┌─ Document segment

Longley Park is a public park within the City of Sheffield, South Yorkshire, England. The park lies between the suburbs of Longley and Firth Park, 4 km north of the city centre. It covers an area of just under 52 acres (21 hectares) and is the third largest public park in Sheffield.

==Geography==
The main entrance to the park lies on Crowder Road at although there are several other entrances around the perimeter. It is roughly triangular in shape and is bordered by Elm Lane, Longley Lane, Barnsley Road and Crowder Road. The park has a rolling landscape with hills and valleys, there are numerous copses of old trees. The Bagley Dike rises in a valley in the park and flows on the surface for a short distance before going underground via a man made culvert built in the 1930s to keep the dike away from the old open air swimming pool.

==History==
Longley Park was officially opened in 1929, it was created by Sheffield City Council to serve the newly built Longley housing estate. The park was established on mostly undeveloped farming land and signs of the hedge boundaries of the ancient field system can still be seen. Crowder House, a large country house which dated back to the 14th century, was the only dwelling on the land which was to become the park and this was demolished to make way for the new estate and park.

└─
┌─ Data excerpts

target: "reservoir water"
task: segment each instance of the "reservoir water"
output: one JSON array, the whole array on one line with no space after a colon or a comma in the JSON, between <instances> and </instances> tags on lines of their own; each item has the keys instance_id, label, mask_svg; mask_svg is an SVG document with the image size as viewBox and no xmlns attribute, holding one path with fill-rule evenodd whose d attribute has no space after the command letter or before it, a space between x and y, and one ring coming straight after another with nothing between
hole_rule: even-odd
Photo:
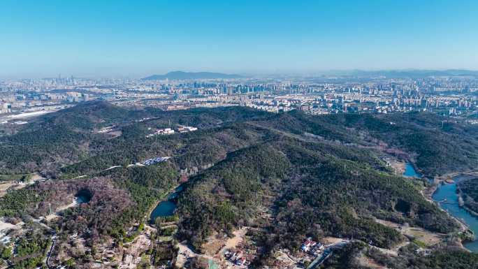
<instances>
[{"instance_id":1,"label":"reservoir water","mask_svg":"<svg viewBox=\"0 0 478 269\"><path fill-rule=\"evenodd\" d=\"M445 184L438 187L433 195L434 201L443 201L447 199L451 203L440 203L440 206L447 210L451 215L465 222L475 235L478 236L478 217L472 215L463 208L458 204L458 194L456 194L456 183L462 177L458 176L454 178L455 183ZM478 252L478 240L463 244L465 247L473 252Z\"/></svg>"},{"instance_id":2,"label":"reservoir water","mask_svg":"<svg viewBox=\"0 0 478 269\"><path fill-rule=\"evenodd\" d=\"M154 219L158 217L172 216L174 214L174 211L176 210L175 199L178 198L179 193L182 191L182 185L179 185L179 187L168 195L166 201L160 202L154 208L150 216L152 222L154 222Z\"/></svg>"},{"instance_id":3,"label":"reservoir water","mask_svg":"<svg viewBox=\"0 0 478 269\"><path fill-rule=\"evenodd\" d=\"M415 168L410 163L405 163L405 170L403 175L408 177L421 177L421 175L415 171Z\"/></svg>"}]
</instances>

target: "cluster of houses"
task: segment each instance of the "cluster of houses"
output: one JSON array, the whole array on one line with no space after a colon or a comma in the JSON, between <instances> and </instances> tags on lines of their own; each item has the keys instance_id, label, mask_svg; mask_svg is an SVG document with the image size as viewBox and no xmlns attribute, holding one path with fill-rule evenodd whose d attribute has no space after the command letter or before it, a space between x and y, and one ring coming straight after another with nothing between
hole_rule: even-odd
<instances>
[{"instance_id":1,"label":"cluster of houses","mask_svg":"<svg viewBox=\"0 0 478 269\"><path fill-rule=\"evenodd\" d=\"M179 127L179 128L178 129L178 131L180 133L187 133L187 132L189 132L189 131L197 131L197 129L197 129L196 127L191 127L191 126L183 126Z\"/></svg>"},{"instance_id":2,"label":"cluster of houses","mask_svg":"<svg viewBox=\"0 0 478 269\"><path fill-rule=\"evenodd\" d=\"M242 250L226 250L224 252L224 258L228 259L231 263L235 263L236 265L239 266L247 266L250 263L250 262L248 261L246 257L244 256L244 254L242 253Z\"/></svg>"},{"instance_id":3,"label":"cluster of houses","mask_svg":"<svg viewBox=\"0 0 478 269\"><path fill-rule=\"evenodd\" d=\"M157 136L157 135L171 135L171 134L174 134L174 130L173 130L171 128L166 128L166 129L160 129L156 130L156 131L153 133L150 133L149 135L146 136L147 138L150 138L152 136Z\"/></svg>"},{"instance_id":4,"label":"cluster of houses","mask_svg":"<svg viewBox=\"0 0 478 269\"><path fill-rule=\"evenodd\" d=\"M320 242L315 242L312 238L308 238L302 242L300 250L311 255L317 256L324 252L325 246Z\"/></svg>"},{"instance_id":5,"label":"cluster of houses","mask_svg":"<svg viewBox=\"0 0 478 269\"><path fill-rule=\"evenodd\" d=\"M154 163L161 163L161 162L163 162L163 161L167 161L168 159L169 159L169 158L171 158L171 157L154 157L154 158L148 159L147 159L146 161L142 162L141 163L142 163L142 164L144 164L145 166L150 166L150 165L152 165L152 164L154 164Z\"/></svg>"}]
</instances>

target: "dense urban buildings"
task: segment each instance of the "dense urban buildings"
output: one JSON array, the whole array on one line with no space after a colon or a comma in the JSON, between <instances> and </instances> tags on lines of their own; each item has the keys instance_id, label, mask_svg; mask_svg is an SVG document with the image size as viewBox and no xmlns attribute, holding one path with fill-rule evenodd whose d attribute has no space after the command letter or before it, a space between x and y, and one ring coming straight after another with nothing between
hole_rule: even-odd
<instances>
[{"instance_id":1,"label":"dense urban buildings","mask_svg":"<svg viewBox=\"0 0 478 269\"><path fill-rule=\"evenodd\" d=\"M166 110L240 106L274 112L300 110L312 115L417 110L459 116L475 113L478 108L477 75L411 73L409 77L378 73L159 80L154 76L91 79L59 75L0 81L0 113L8 119L20 113L48 112L102 99L120 106Z\"/></svg>"}]
</instances>

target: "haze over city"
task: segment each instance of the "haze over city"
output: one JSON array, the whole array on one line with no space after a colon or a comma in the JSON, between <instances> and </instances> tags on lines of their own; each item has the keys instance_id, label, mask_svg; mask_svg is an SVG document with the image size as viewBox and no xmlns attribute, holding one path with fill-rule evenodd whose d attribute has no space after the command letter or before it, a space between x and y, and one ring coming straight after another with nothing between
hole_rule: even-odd
<instances>
[{"instance_id":1,"label":"haze over city","mask_svg":"<svg viewBox=\"0 0 478 269\"><path fill-rule=\"evenodd\" d=\"M0 269L478 269L477 11L0 1Z\"/></svg>"},{"instance_id":2,"label":"haze over city","mask_svg":"<svg viewBox=\"0 0 478 269\"><path fill-rule=\"evenodd\" d=\"M478 69L476 1L3 1L0 78Z\"/></svg>"}]
</instances>

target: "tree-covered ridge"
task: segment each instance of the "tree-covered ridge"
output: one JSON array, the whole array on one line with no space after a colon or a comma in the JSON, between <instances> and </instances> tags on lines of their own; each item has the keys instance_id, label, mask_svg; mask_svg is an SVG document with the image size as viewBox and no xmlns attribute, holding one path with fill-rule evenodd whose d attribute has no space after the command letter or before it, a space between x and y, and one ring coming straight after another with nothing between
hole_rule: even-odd
<instances>
[{"instance_id":1,"label":"tree-covered ridge","mask_svg":"<svg viewBox=\"0 0 478 269\"><path fill-rule=\"evenodd\" d=\"M412 182L374 168L378 163L368 154L287 137L236 152L188 185L180 200L181 234L200 247L214 231L259 225L260 205L267 202L273 208L270 249L297 249L306 236L353 238L381 247L403 240L375 217L440 233L457 228ZM268 157L258 160L262 156Z\"/></svg>"}]
</instances>

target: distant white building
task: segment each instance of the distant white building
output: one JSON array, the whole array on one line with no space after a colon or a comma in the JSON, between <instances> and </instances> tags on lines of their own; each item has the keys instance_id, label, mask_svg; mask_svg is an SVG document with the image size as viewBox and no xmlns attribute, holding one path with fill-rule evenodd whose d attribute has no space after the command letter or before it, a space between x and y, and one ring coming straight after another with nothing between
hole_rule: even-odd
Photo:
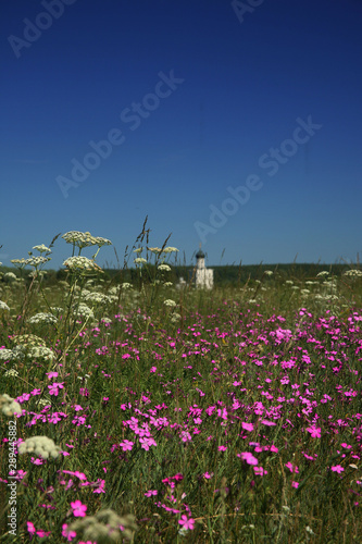
<instances>
[{"instance_id":1,"label":"distant white building","mask_svg":"<svg viewBox=\"0 0 362 544\"><path fill-rule=\"evenodd\" d=\"M197 265L196 265L196 286L207 289L212 289L214 286L214 271L212 269L207 269L204 265L204 252L200 249L196 254Z\"/></svg>"}]
</instances>

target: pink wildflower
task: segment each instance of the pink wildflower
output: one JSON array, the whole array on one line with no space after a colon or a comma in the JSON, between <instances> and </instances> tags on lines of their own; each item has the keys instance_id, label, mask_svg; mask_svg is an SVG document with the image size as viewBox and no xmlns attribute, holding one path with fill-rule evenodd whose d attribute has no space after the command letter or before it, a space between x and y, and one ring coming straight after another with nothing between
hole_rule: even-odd
<instances>
[{"instance_id":1,"label":"pink wildflower","mask_svg":"<svg viewBox=\"0 0 362 544\"><path fill-rule=\"evenodd\" d=\"M178 523L183 526L184 529L192 529L195 528L195 520L192 518L187 518L185 514L183 514L182 519L178 520Z\"/></svg>"},{"instance_id":2,"label":"pink wildflower","mask_svg":"<svg viewBox=\"0 0 362 544\"><path fill-rule=\"evenodd\" d=\"M340 465L336 465L335 467L330 467L330 470L333 470L334 472L338 472L338 474L340 472L344 472L344 467L341 467Z\"/></svg>"},{"instance_id":3,"label":"pink wildflower","mask_svg":"<svg viewBox=\"0 0 362 544\"><path fill-rule=\"evenodd\" d=\"M311 433L312 438L321 438L321 428L320 426L309 426L305 429L309 433Z\"/></svg>"},{"instance_id":4,"label":"pink wildflower","mask_svg":"<svg viewBox=\"0 0 362 544\"><path fill-rule=\"evenodd\" d=\"M88 506L83 505L80 500L75 500L74 503L71 503L71 506L73 508L73 514L76 518L84 518L86 516L86 510L88 509Z\"/></svg>"}]
</instances>

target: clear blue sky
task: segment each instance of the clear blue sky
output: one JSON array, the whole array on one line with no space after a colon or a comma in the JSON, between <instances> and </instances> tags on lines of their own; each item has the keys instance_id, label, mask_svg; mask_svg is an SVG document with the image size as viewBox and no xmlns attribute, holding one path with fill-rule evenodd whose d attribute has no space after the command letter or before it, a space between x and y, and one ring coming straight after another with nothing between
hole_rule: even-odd
<instances>
[{"instance_id":1,"label":"clear blue sky","mask_svg":"<svg viewBox=\"0 0 362 544\"><path fill-rule=\"evenodd\" d=\"M73 230L122 258L146 215L187 263L355 261L362 2L241 4L1 3L3 264Z\"/></svg>"}]
</instances>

└─

**Action item A**
In the Longley Park passage, what was built in the 1930s to keep the Bagley Dike away from the old open air swimming pool?
**Action item B**
Carry on writing the Longley Park passage, starting after its final sentence.
The stored items are material separate from the Longley Park passage.

**Exercise output A**
A man-made culvert.

**Exercise output B**
The early 1930s saw the park undergo development of its facilities, with a sports pavilion, two football pitches, bowling green, six tennis courts and toilets being built . Much of the labour for this work was provided by the long term unemployed of the Great Depression who had used up their unemployment insurance. On 3 September 1938, a 125-foot (38-metre) by 40-foot (12-metre) outdoor swimming pool was opened in the park along with a 90-foot (27-metre) by 30-foot (9-metre) children's paddling pool. The pools, which were to become the parks major attractions for many years to come, were paid for by local businessman G.H. Lawrence, a razor blade manufacturer. During World War II part of the park was turned into allotments to allow local people to grow their own food. In the 1960s, a nine-hole pitch and putt golf course was constructed in the park along with a putting green.

==Present day==
In the 1980s the park suffered from vandalism with many of the facilities suffering damage and becoming rundown, the open air swimming pool was closed in 1987 and eventually filled in by the council after being extensively damaged by stolen cars being crashed into it. The golf course closed in the 1980s along with the putting green.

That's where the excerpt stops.